§ Request:
Please update the stretch of the listing from the line containing "Detect all occurrences of shrub here." through the line containing "[17,0,370,57]", swapping "shrub" for "bush" and leaving everything else unchanged.

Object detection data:
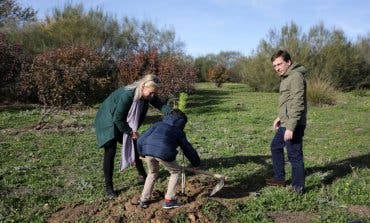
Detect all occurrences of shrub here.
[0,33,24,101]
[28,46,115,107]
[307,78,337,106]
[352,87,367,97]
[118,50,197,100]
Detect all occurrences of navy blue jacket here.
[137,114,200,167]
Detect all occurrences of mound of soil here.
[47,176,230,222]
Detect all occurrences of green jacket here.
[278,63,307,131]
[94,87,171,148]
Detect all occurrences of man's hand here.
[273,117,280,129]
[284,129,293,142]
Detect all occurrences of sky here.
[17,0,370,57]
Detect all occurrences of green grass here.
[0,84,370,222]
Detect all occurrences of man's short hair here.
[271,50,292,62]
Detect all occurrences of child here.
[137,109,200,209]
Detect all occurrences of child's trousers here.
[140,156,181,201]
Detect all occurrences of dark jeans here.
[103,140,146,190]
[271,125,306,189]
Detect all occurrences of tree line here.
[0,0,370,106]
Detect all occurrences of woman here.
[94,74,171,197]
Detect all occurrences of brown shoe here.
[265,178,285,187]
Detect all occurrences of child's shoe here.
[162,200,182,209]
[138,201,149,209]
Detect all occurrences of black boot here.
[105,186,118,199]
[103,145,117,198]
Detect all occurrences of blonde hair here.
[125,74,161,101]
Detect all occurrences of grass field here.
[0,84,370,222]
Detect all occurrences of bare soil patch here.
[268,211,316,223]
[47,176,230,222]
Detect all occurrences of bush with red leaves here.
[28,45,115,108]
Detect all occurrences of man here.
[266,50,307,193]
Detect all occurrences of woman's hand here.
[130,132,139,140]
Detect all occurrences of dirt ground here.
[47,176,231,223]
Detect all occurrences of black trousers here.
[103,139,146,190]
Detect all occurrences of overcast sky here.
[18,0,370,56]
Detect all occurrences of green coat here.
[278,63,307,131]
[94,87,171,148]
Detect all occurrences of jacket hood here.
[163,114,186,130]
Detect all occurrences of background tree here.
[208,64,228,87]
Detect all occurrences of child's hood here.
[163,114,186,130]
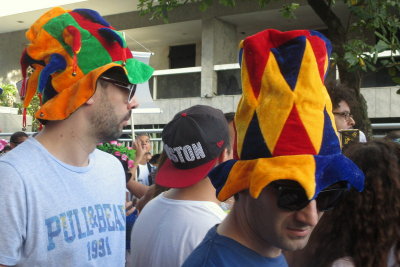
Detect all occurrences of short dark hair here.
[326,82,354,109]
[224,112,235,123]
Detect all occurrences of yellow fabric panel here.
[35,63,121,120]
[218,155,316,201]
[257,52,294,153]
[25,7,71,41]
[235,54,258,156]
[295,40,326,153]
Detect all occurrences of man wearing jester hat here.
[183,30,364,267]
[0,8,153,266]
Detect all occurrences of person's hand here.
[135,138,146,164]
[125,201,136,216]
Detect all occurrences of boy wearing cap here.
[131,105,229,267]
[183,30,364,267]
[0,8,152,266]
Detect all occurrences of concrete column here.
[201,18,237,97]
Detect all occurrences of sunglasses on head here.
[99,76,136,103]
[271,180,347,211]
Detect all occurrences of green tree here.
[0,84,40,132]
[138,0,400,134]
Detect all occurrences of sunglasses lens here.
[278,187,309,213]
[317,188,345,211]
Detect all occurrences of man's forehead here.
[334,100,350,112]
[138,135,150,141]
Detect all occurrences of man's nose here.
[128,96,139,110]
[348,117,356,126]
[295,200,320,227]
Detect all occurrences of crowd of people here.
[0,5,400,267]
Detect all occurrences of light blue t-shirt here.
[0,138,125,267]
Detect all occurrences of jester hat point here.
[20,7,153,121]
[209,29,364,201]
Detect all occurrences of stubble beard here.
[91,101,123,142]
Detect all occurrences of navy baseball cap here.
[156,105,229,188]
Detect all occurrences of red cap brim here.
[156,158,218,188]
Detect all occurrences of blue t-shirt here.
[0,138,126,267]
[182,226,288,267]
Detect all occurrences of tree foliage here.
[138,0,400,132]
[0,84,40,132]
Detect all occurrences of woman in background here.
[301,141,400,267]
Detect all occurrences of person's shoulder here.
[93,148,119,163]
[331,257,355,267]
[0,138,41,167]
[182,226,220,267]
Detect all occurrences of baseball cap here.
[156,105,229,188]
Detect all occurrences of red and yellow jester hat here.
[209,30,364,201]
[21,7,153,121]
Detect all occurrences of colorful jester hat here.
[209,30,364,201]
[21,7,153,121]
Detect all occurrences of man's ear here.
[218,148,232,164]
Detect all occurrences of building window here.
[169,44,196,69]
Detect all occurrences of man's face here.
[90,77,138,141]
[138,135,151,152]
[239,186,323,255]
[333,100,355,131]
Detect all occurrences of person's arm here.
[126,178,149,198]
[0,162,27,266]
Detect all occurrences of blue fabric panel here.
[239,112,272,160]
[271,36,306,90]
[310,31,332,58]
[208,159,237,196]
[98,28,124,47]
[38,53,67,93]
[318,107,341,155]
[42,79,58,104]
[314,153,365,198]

---

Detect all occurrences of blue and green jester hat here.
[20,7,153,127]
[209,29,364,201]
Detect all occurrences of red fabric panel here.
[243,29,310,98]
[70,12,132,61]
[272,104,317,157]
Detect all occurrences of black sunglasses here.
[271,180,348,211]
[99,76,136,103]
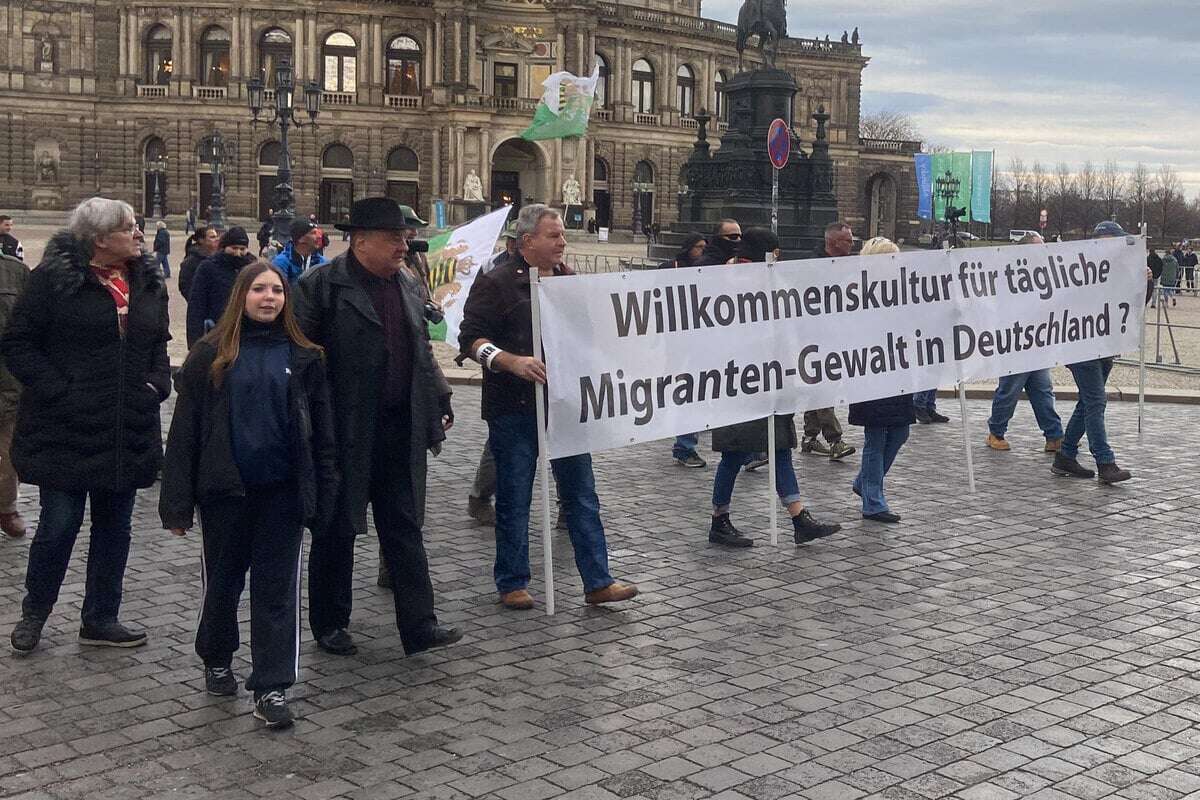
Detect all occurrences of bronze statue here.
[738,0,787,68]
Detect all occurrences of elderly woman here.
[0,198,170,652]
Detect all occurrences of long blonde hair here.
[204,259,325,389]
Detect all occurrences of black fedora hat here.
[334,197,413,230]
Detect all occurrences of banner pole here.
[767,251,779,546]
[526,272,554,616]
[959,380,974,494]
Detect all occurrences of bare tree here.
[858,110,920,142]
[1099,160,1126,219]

§ Complete response:
Detect all occurrences of bush here.
[0,33,24,101]
[28,46,115,107]
[307,78,337,106]
[352,87,367,97]
[118,50,197,100]
Detect all occurrences of navy blue jacket here.
[137,114,200,167]
Detect all occurrences of mound of soil here.
[47,176,230,222]
Detect all occurrences of green jacket here.
[278,63,307,131]
[94,87,171,148]
Detect all occurrences of man's hand here.
[273,117,280,129]
[284,129,293,142]
Detect all occurrences of sky here.
[17,0,370,57]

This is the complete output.